Given data:
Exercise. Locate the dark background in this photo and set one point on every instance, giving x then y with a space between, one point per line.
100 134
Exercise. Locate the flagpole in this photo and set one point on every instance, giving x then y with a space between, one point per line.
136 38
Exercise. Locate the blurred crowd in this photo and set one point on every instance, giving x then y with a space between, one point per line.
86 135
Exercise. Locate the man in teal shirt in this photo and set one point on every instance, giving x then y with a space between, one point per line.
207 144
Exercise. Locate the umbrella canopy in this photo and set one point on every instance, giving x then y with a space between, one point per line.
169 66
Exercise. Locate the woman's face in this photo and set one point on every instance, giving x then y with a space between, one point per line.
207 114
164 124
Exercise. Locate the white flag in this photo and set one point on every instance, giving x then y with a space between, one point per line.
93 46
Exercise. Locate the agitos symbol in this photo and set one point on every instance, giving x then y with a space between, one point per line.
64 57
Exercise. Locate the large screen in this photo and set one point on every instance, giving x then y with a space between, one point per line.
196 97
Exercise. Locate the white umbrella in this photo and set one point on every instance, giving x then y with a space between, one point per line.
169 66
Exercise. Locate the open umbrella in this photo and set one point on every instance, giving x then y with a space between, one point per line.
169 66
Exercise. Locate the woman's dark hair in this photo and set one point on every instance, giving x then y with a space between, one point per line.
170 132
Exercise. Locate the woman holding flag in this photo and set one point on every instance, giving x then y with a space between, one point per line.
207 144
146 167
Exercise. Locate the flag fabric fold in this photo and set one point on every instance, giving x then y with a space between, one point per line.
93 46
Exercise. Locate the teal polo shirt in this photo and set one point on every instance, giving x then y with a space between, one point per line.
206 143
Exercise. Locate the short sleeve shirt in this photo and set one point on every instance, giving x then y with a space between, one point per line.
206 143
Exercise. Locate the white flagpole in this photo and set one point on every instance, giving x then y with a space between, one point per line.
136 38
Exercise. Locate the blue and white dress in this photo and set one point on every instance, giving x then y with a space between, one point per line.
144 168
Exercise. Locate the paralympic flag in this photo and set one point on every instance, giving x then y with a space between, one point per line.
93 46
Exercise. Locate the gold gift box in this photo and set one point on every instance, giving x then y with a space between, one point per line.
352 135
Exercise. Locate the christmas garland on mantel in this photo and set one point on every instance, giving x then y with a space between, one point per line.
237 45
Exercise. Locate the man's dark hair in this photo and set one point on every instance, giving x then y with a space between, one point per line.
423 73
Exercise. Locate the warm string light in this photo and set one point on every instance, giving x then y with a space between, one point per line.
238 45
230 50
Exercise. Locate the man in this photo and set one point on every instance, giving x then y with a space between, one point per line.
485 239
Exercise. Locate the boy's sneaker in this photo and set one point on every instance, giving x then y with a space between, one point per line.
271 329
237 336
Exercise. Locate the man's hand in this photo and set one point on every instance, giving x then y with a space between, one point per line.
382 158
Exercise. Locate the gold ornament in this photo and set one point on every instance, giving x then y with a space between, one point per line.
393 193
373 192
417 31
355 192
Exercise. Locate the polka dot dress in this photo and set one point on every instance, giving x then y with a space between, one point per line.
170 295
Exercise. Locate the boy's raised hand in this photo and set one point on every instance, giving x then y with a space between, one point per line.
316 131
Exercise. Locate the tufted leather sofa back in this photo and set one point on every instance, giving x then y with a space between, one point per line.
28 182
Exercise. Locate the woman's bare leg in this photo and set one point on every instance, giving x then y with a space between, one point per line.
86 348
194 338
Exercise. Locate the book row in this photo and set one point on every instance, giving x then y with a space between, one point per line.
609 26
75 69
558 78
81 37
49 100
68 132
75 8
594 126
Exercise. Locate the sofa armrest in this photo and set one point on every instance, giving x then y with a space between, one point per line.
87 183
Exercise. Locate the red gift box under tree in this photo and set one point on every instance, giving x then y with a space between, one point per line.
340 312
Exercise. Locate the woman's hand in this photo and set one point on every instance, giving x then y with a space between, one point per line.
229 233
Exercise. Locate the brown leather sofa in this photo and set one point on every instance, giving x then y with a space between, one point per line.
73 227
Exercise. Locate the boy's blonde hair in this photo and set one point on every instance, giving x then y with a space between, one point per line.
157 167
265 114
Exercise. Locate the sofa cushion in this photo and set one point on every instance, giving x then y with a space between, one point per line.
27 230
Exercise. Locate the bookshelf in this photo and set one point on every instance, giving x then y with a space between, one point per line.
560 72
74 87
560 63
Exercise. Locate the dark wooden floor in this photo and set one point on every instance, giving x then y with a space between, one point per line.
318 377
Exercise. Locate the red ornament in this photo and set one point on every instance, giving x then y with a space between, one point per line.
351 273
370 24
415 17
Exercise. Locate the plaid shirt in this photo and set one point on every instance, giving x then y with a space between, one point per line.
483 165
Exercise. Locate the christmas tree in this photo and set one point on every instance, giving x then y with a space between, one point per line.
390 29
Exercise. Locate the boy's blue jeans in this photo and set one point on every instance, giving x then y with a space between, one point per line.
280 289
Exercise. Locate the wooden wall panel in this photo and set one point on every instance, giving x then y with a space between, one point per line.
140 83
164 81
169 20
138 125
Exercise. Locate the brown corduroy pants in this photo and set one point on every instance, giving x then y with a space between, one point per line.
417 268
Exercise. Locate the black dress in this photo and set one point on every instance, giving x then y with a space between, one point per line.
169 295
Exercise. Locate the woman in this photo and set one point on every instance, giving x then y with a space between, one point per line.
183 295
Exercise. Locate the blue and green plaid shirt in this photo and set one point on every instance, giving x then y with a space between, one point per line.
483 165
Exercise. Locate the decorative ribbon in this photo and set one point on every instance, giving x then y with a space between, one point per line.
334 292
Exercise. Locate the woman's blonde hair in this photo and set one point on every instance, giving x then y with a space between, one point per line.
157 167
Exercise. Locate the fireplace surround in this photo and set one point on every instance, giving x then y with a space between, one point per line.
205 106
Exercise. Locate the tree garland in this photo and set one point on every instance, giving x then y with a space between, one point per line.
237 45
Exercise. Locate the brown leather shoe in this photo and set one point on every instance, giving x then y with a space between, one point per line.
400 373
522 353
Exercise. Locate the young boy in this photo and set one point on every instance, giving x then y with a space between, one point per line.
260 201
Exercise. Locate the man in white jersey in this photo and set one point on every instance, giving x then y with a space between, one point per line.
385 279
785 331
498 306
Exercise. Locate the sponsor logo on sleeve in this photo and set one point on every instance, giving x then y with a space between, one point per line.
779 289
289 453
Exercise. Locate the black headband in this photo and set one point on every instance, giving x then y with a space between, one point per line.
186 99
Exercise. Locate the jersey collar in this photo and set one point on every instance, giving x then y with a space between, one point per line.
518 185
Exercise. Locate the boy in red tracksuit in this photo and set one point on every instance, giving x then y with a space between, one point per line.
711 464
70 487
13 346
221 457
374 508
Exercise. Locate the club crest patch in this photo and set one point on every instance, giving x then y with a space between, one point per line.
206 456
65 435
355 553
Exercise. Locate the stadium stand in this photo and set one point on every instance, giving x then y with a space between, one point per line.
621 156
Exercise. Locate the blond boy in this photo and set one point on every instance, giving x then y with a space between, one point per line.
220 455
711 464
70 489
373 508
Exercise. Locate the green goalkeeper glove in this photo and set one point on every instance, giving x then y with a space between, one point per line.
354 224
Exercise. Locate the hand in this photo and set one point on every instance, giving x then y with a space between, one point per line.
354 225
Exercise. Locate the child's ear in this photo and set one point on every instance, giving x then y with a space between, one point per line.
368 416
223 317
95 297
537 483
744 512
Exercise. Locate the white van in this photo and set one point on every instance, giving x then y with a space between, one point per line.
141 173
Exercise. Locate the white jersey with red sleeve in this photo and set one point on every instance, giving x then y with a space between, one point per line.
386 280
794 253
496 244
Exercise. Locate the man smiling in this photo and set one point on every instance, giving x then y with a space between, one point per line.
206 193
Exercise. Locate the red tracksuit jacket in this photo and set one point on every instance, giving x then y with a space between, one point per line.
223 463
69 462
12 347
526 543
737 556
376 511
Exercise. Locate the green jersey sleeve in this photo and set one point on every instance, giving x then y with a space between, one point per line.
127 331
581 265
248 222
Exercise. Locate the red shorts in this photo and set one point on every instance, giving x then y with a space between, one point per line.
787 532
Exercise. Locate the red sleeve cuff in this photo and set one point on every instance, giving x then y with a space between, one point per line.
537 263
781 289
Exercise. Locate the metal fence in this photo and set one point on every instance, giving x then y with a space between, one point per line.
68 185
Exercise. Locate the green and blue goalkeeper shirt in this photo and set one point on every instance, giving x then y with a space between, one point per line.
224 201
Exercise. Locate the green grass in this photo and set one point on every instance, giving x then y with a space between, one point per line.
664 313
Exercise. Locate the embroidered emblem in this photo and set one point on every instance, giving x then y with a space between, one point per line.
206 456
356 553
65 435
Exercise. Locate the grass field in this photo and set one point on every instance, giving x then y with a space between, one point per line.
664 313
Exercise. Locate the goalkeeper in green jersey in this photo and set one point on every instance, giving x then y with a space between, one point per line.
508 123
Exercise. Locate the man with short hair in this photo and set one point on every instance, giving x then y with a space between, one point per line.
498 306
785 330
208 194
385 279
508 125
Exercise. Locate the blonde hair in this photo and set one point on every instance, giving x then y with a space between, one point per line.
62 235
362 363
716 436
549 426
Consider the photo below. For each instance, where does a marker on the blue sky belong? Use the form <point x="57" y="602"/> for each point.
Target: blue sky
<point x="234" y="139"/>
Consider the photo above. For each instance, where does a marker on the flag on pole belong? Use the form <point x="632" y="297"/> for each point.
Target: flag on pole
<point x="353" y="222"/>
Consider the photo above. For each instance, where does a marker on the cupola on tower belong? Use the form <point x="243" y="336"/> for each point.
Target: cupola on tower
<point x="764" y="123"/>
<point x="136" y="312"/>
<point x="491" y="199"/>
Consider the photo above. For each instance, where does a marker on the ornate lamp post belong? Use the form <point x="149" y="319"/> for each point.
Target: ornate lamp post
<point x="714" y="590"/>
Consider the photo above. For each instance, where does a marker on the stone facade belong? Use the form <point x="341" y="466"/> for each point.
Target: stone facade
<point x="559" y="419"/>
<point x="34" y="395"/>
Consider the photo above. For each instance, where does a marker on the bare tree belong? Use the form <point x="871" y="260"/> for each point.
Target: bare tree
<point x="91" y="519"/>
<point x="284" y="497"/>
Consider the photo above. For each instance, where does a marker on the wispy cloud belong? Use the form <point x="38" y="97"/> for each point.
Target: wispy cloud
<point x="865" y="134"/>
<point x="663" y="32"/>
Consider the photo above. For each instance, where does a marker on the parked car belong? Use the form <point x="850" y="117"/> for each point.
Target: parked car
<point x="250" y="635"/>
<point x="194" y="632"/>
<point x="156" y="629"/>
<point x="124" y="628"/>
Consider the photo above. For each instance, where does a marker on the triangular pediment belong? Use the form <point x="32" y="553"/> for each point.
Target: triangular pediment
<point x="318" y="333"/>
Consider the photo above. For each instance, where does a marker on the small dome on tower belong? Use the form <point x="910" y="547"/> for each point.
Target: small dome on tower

Prompt: Scan the listing above for the word "does" and show each line where it is found.

Task result:
Consider the photo below. For each instance, where does a marker on the blue sky belong? Use the form <point x="57" y="602"/> for each point.
Consider the photo above. For each instance, where does a marker on the flag on pole belong? Use the form <point x="632" y="297"/> for each point.
Consider the photo above. For each instance, where does a marker on the cupola on tower belong? Use the form <point x="243" y="336"/> for each point.
Consider the photo above. For each instance, where does a marker on the ornate lamp post belong? Use the form <point x="149" y="319"/> for each point.
Consider the photo above. For each instance, where does a marker on the stone facade belong? Use the form <point x="341" y="466"/> for each point.
Consider the photo above. For each instance, where does a marker on the bare tree belong? Use the form <point x="871" y="260"/> for each point.
Consider the photo above. For each instance, where does a marker on the wispy cloud belong? Use the form <point x="38" y="97"/> for each point.
Consider the photo above. For each instance, where does a marker on the parked car belong? Use the form <point x="850" y="117"/> for each point.
Consider the photo above. For each instance, where does a marker on the triangular pediment belong? Use the form <point x="32" y="553"/> for each point.
Consider the photo above. For each instance, where does a marker on the small dome on tower belong? Use the form <point x="910" y="547"/> for each point.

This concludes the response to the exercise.